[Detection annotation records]
-----

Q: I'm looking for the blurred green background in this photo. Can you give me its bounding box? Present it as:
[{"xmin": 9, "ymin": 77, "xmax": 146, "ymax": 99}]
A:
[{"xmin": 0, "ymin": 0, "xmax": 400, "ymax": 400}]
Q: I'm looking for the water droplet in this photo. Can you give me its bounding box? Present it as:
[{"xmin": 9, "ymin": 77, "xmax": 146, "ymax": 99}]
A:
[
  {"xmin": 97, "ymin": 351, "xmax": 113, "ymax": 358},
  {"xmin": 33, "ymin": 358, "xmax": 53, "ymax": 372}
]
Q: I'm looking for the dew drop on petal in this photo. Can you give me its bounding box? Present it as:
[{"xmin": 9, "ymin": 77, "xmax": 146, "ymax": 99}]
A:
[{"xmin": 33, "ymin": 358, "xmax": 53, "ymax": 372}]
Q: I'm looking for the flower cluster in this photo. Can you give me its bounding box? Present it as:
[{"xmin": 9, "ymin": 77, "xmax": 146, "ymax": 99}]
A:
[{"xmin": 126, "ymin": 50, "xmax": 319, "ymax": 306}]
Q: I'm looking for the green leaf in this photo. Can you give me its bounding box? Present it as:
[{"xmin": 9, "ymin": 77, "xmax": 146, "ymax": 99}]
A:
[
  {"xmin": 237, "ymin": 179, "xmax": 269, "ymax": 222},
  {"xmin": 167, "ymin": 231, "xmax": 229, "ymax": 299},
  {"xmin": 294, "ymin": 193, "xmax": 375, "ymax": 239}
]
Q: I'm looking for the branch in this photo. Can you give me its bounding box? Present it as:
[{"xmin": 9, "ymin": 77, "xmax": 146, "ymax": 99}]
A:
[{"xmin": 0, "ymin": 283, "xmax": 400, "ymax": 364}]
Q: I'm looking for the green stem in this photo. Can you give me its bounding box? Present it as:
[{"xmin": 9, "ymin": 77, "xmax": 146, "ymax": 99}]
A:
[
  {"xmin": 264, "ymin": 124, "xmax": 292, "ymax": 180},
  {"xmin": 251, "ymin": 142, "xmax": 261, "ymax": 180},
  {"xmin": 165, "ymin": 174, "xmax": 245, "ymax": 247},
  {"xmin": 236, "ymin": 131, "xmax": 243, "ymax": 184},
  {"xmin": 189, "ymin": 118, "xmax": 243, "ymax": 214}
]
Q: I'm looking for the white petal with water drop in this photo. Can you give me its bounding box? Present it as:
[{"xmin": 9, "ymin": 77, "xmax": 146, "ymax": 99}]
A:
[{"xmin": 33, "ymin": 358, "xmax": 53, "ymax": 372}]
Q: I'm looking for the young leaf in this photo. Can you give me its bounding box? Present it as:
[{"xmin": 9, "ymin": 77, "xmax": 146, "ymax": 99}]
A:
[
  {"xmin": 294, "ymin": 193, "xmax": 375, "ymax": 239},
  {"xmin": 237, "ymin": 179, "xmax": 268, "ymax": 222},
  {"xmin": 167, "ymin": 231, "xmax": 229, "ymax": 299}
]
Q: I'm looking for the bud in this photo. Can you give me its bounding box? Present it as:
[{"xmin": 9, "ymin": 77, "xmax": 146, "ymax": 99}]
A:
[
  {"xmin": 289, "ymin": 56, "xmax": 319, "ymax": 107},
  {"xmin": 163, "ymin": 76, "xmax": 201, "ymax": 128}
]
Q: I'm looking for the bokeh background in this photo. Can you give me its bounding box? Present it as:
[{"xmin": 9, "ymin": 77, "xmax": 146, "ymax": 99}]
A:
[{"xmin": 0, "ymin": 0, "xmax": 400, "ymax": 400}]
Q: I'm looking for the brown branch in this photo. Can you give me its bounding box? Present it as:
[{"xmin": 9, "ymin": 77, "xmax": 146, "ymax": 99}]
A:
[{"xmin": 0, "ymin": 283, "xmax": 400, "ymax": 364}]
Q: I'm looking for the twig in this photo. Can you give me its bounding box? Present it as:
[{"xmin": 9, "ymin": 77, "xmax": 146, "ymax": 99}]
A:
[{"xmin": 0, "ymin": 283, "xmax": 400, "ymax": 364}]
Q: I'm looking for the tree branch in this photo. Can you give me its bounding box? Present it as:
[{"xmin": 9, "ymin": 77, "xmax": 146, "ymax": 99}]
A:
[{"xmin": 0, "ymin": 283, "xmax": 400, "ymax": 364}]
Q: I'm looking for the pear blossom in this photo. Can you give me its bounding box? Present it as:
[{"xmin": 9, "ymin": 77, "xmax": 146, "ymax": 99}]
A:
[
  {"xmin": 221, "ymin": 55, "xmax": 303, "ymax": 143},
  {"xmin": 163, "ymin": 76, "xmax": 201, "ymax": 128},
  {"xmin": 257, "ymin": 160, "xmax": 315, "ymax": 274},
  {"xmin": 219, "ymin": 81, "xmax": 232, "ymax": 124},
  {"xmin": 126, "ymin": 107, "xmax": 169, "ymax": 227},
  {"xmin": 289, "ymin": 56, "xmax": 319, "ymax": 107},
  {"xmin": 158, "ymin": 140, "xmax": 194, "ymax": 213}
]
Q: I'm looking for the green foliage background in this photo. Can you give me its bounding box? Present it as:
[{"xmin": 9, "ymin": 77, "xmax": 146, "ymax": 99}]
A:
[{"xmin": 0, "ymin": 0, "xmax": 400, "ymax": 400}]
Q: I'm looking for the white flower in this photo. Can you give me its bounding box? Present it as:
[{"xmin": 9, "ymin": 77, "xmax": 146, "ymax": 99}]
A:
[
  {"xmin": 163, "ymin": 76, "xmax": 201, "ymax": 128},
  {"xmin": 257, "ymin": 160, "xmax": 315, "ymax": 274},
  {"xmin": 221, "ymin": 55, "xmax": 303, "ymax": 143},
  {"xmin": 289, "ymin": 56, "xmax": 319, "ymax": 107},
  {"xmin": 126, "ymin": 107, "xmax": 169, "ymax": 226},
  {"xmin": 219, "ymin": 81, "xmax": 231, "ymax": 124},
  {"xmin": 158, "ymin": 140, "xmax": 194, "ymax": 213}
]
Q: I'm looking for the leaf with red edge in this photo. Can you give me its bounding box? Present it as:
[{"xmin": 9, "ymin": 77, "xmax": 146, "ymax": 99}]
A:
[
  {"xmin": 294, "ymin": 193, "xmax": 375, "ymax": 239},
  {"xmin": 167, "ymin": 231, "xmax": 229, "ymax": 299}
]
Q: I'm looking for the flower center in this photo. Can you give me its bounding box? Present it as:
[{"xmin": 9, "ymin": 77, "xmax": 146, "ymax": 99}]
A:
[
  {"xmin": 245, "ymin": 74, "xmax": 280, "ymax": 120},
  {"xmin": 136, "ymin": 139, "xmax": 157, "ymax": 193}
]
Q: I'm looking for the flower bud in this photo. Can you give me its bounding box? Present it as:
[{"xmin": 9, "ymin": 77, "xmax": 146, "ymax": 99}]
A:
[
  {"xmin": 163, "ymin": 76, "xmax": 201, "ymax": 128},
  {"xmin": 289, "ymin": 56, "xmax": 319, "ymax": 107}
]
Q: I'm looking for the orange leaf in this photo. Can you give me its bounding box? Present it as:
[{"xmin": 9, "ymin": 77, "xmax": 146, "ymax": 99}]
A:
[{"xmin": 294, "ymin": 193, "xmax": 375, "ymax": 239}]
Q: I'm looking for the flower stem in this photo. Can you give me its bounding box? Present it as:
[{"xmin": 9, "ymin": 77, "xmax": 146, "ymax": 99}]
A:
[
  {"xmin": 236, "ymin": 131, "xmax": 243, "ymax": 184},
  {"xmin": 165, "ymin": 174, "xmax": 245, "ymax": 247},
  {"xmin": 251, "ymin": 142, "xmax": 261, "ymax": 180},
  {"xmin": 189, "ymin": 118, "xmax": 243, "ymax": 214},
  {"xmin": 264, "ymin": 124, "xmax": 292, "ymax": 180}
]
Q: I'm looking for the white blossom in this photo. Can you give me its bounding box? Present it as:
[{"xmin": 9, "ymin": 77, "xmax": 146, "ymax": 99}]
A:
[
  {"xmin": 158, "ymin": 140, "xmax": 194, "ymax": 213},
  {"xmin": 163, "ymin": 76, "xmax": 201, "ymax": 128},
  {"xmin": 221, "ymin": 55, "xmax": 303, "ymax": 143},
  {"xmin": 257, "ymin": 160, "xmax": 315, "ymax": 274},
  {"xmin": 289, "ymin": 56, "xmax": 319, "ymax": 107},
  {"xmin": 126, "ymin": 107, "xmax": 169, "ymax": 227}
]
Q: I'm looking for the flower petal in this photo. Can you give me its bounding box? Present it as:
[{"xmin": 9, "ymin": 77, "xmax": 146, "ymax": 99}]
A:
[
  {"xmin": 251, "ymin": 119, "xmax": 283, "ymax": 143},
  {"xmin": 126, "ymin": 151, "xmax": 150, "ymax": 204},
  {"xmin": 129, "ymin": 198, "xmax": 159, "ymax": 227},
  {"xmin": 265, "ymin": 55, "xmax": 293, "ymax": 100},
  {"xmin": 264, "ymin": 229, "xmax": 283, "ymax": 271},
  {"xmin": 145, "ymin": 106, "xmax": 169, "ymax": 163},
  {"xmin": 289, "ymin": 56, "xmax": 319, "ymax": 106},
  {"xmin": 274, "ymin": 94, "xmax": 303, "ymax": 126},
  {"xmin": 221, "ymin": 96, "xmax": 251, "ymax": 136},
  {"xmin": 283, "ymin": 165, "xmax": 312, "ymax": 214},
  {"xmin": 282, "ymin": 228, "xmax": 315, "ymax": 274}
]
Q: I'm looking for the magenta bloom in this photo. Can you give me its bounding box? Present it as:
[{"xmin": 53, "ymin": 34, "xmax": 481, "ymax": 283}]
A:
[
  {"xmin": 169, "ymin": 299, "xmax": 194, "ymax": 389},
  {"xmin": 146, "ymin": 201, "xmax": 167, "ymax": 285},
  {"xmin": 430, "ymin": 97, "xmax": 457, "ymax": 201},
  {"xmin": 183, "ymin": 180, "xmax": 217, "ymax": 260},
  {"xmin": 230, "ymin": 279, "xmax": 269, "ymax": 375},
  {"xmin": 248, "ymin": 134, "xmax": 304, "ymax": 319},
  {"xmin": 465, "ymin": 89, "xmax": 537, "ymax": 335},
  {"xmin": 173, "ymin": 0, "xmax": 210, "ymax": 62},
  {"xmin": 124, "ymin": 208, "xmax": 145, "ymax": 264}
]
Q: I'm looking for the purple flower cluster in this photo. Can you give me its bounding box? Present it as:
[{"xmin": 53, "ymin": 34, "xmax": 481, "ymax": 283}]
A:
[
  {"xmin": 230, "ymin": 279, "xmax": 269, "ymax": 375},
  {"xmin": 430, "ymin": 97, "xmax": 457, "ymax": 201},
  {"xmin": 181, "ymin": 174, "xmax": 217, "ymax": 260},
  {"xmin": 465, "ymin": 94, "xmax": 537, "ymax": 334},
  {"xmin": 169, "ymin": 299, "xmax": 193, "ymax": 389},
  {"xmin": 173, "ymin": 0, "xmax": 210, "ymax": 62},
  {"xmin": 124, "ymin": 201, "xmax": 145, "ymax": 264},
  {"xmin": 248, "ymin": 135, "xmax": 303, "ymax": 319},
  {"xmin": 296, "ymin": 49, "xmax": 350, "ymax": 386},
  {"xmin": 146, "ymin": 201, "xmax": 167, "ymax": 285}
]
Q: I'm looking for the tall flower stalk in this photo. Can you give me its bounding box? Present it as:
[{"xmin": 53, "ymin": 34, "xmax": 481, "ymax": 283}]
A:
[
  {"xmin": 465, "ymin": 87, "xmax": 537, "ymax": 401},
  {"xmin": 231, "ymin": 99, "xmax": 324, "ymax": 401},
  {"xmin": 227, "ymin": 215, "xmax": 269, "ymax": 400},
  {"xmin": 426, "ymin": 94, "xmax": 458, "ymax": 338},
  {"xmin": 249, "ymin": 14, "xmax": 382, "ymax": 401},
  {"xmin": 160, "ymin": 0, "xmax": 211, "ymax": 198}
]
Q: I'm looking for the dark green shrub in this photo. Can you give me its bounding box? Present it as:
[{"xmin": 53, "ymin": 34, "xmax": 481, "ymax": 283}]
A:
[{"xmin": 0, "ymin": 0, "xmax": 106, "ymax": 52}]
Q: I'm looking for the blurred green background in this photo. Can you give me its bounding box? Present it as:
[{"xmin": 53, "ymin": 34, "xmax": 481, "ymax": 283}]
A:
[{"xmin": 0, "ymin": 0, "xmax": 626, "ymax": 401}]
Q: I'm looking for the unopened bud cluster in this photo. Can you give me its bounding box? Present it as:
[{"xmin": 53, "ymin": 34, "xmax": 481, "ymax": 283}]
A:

-----

▶ Written task: Locate every line in the records above that contains the word "water", and copy each of those lines.

▶ Solution to the exercise:
Q: I'm looking for the water droplet in this photo. Can you give me its bounding box? Present it as:
Q: I'm looking for the white petal with water drop in this photo. Can you give me its bounding box? Present it as:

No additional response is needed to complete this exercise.